:: SOURCE PASSAGE

Separated or divorced parents may have court orders or informal arrangements that outline who cares for children. These arrangements cover who the children will live with, how much time they will spend with the other parent, and other matters.
If a parent is diagnosed with cancer, these arrangements may or may not need to be changed. Some people with cancer maintain their parenting arrangements, while others may need time without the children to recover.
If a parent is too ill to manage the usual arrangements for a period of time, the parents may want to think about who else can help. This may include the other parent, grandparents, siblings, neighbours and friends.
Even if everybody agrees to the new arrangement informally, the parents may wish to have a parenting plan written, or change an existing parenting plan. Updating the parenting plan can give all of the people involved some certainty with the new schedule.

::::
:: PROVIDED INFORMATION

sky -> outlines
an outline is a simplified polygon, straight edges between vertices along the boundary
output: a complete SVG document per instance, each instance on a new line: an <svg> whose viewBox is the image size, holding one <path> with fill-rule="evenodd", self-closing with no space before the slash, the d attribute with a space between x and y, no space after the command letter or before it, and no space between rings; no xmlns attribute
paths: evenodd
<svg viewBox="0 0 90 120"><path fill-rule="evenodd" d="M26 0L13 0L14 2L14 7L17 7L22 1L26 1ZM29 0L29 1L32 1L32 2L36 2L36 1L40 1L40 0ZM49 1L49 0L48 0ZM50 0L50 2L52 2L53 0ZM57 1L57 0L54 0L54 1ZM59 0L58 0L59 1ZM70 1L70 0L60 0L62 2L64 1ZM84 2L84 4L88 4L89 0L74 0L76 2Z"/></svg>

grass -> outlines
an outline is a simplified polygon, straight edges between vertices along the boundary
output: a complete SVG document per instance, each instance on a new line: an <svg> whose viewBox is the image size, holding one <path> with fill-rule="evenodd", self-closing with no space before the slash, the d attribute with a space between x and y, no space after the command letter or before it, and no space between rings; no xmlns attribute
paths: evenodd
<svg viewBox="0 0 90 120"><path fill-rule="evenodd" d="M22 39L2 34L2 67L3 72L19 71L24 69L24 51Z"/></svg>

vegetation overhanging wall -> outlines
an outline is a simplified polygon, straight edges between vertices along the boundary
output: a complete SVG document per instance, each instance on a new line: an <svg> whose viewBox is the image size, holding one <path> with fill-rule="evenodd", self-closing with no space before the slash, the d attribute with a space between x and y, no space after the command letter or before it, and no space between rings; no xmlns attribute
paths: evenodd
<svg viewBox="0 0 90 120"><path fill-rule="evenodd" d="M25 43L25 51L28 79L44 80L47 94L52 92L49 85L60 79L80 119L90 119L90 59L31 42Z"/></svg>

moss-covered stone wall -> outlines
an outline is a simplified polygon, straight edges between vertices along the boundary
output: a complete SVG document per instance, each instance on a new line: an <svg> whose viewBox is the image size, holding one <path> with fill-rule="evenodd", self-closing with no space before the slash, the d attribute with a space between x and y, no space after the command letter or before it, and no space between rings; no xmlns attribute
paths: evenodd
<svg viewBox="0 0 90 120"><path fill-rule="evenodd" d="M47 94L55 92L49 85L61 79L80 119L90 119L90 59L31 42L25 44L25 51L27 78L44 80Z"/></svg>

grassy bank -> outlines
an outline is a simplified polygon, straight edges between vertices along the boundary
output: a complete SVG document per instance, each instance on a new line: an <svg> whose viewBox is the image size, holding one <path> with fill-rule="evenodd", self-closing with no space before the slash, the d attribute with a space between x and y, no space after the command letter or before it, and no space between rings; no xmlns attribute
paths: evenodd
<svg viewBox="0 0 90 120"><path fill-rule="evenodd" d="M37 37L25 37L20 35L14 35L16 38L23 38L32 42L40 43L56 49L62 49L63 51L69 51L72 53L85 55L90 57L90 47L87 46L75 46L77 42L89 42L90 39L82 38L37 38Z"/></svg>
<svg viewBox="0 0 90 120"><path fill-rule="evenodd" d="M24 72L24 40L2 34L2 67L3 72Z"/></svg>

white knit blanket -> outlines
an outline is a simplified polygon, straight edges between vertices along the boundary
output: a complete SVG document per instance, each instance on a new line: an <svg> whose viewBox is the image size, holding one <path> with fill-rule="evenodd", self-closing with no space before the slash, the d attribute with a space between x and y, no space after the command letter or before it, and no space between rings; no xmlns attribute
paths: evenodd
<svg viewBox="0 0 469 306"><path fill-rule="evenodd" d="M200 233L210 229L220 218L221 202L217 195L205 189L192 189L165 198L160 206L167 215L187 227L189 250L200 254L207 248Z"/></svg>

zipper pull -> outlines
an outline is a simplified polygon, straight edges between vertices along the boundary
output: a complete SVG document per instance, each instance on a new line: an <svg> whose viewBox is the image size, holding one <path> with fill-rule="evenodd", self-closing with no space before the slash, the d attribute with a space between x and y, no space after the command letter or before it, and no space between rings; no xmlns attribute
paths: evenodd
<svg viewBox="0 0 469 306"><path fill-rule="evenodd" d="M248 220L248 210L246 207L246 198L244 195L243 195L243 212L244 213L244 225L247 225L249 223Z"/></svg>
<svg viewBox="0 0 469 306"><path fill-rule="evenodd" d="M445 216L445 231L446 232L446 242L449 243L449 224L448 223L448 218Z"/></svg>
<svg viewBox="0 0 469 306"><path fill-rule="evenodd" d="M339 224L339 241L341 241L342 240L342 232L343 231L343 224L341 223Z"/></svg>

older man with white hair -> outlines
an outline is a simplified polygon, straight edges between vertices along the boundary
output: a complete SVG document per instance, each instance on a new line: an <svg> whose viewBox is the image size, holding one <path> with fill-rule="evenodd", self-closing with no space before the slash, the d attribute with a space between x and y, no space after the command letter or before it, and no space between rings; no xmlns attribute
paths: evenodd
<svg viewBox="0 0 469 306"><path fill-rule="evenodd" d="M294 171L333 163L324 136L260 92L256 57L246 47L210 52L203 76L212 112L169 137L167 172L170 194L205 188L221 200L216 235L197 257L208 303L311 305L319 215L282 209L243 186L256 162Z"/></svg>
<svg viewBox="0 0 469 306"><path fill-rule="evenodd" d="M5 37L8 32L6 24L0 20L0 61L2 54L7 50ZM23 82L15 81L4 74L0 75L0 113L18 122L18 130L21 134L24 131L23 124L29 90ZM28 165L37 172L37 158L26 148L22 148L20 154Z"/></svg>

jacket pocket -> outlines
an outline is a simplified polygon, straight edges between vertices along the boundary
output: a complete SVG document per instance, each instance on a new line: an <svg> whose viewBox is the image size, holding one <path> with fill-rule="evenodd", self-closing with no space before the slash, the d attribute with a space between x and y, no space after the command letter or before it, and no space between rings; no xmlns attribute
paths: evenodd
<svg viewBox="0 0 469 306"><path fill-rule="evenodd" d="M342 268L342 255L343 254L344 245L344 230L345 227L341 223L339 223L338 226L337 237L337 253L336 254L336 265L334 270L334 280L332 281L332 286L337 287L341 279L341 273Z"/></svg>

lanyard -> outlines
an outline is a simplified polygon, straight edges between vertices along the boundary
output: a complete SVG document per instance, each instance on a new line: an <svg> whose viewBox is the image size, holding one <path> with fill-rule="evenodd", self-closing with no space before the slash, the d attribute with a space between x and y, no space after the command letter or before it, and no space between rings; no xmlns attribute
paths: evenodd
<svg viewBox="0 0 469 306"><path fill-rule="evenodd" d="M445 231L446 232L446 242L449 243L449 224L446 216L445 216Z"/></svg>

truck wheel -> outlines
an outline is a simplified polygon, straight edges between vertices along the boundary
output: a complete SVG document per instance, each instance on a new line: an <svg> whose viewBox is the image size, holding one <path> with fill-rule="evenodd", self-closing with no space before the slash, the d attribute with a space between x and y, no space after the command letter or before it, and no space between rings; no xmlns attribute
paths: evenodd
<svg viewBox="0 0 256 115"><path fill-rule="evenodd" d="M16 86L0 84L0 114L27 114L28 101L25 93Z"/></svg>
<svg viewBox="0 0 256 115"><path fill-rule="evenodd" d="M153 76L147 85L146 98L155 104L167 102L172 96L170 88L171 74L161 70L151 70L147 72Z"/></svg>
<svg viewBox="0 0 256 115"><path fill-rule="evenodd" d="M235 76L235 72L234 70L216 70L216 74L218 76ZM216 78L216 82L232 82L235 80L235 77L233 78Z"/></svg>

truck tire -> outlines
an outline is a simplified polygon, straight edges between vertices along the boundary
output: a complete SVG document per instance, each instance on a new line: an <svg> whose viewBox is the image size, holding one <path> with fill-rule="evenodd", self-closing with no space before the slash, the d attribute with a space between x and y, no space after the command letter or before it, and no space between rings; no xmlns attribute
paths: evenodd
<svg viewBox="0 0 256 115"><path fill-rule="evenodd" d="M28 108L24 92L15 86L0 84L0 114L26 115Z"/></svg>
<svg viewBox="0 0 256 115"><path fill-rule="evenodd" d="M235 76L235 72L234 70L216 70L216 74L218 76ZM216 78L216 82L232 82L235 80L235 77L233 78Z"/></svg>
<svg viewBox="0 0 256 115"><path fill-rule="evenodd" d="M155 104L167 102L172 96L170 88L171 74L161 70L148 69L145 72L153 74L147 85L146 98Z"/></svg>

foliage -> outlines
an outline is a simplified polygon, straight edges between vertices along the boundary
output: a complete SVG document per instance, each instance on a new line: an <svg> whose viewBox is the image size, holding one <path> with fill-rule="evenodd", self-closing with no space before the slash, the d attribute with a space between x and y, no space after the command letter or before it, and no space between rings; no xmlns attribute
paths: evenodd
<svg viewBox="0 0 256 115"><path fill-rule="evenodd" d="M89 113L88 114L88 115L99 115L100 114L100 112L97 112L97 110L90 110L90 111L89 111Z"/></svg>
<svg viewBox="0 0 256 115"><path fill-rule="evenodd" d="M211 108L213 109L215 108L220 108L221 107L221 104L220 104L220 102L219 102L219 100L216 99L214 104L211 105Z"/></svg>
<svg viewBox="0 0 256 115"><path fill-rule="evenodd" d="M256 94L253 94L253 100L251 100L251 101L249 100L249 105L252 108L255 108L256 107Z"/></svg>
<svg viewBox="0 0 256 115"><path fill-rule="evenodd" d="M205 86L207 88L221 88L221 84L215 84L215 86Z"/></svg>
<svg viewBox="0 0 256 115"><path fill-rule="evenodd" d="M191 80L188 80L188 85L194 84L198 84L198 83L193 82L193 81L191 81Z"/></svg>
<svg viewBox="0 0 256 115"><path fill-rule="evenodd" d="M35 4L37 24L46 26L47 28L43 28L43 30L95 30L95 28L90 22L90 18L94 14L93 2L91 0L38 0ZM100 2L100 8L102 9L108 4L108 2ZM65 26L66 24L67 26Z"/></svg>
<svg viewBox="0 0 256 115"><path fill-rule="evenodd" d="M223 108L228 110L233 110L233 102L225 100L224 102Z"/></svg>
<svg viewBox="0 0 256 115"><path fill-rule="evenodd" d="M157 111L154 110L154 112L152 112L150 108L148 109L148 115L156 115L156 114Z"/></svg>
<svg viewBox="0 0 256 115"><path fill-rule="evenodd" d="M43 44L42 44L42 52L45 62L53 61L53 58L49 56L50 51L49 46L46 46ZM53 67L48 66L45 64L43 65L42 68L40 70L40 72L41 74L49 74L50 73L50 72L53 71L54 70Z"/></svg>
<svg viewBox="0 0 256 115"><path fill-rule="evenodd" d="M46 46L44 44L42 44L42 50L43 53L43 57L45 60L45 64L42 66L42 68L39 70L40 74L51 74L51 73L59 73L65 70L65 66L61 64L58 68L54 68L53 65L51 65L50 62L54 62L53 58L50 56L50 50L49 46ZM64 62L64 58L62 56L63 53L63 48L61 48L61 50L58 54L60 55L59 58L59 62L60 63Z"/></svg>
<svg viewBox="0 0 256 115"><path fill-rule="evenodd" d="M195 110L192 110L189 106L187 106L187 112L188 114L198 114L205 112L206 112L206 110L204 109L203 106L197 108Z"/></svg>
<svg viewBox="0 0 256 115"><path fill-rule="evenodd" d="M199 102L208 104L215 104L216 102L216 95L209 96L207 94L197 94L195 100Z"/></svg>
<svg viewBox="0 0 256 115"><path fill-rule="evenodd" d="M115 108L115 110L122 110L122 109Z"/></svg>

::::

EXERCISE DETAILS:
Carry on the passage above about parenting arrangements when a parent has cancer, starting after its last sentence.

TASK ANSWER:
If the parents can’t agree on the new arrangements, either of them can apply to the Federal Magistrates Court for a parenting order to determine who will care for the child.
When making a parenting order, the Court’s main concern is the best interests of the child. This includes:
- the capacity of each parent to provide for the child;
- the health of each parent;
- any family violence;
- the relationship between the child and each parent;
- the practical difficulty and expense involved with a child spending time with each parent; and
- the wishes of the child may be taken into account. Generally the court will listen closely to children aged 14 and over, as well as younger children who are very mature.